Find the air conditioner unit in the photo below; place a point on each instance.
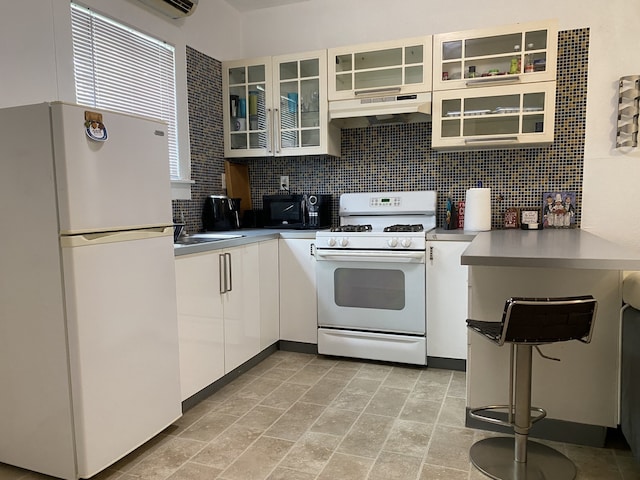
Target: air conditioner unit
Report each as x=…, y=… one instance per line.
x=172, y=8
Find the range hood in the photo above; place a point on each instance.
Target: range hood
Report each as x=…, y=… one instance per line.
x=384, y=109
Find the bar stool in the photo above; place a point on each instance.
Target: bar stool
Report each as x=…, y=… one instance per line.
x=527, y=323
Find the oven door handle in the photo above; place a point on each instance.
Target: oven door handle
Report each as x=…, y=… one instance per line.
x=382, y=256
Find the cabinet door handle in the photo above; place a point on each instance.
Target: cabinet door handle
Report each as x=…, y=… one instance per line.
x=222, y=267
x=377, y=91
x=269, y=132
x=276, y=130
x=228, y=286
x=499, y=80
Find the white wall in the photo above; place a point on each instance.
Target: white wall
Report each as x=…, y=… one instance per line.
x=611, y=197
x=36, y=61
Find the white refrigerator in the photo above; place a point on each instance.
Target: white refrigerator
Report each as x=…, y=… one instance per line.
x=89, y=364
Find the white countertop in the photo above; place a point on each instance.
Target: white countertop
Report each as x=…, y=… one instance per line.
x=248, y=236
x=549, y=248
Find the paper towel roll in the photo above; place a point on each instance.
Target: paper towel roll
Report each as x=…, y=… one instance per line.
x=477, y=215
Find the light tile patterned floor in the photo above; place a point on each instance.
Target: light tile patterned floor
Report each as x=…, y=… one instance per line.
x=306, y=417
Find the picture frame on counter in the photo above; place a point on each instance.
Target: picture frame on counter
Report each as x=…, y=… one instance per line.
x=512, y=217
x=559, y=209
x=530, y=218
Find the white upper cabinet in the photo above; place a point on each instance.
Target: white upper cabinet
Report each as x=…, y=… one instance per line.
x=520, y=53
x=397, y=67
x=277, y=106
x=504, y=116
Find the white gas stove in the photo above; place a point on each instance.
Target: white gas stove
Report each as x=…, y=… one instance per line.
x=382, y=221
x=371, y=277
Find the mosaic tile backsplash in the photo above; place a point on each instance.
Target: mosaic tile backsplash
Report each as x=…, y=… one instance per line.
x=400, y=157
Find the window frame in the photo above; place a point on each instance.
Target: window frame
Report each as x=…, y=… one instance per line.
x=181, y=185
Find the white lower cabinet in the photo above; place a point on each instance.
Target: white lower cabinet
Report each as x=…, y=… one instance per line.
x=200, y=321
x=269, y=294
x=447, y=289
x=227, y=310
x=298, y=303
x=241, y=306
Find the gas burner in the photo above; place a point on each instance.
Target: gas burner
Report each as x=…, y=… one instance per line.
x=405, y=228
x=352, y=228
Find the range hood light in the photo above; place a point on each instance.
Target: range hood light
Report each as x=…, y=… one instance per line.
x=385, y=110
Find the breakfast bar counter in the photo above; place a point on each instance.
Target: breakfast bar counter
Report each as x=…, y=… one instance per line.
x=550, y=248
x=581, y=392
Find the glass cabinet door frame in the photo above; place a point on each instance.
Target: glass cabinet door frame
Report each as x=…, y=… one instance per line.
x=305, y=115
x=453, y=72
x=277, y=141
x=530, y=124
x=406, y=65
x=244, y=131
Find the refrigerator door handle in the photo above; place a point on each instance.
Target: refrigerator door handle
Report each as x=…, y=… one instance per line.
x=229, y=267
x=222, y=275
x=84, y=239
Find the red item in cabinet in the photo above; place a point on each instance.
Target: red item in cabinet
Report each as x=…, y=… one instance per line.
x=461, y=214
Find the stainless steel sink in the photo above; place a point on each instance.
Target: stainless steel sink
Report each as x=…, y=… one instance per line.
x=199, y=238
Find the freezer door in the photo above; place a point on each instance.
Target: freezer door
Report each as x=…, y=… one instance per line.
x=123, y=344
x=116, y=184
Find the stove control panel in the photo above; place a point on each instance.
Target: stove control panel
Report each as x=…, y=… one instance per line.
x=362, y=241
x=384, y=202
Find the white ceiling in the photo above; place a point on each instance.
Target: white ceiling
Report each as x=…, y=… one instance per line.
x=248, y=5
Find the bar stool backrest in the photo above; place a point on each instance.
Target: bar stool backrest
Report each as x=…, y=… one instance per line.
x=548, y=320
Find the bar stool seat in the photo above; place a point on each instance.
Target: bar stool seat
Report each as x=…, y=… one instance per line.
x=528, y=323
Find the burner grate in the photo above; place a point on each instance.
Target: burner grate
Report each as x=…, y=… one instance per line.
x=418, y=227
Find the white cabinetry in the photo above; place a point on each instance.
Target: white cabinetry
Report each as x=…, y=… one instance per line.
x=447, y=291
x=269, y=294
x=521, y=53
x=398, y=67
x=200, y=321
x=495, y=87
x=508, y=115
x=240, y=298
x=298, y=303
x=277, y=106
x=226, y=310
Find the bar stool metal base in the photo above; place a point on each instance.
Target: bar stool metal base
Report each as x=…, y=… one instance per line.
x=494, y=457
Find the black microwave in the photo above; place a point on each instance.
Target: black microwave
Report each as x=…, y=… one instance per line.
x=298, y=211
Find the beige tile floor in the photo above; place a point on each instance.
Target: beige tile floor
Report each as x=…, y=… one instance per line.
x=306, y=417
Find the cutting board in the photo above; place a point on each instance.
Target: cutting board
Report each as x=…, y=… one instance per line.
x=237, y=178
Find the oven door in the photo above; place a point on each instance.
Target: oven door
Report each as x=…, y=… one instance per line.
x=376, y=291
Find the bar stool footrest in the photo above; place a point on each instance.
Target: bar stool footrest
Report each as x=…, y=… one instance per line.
x=473, y=413
x=494, y=457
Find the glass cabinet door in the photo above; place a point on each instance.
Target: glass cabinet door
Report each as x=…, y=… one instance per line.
x=299, y=99
x=499, y=115
x=403, y=66
x=247, y=102
x=500, y=55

▶ [Assignment]
Tally the lines of the records holding the word "black", then give only the resulting number.

▶ [Solution for this task]
2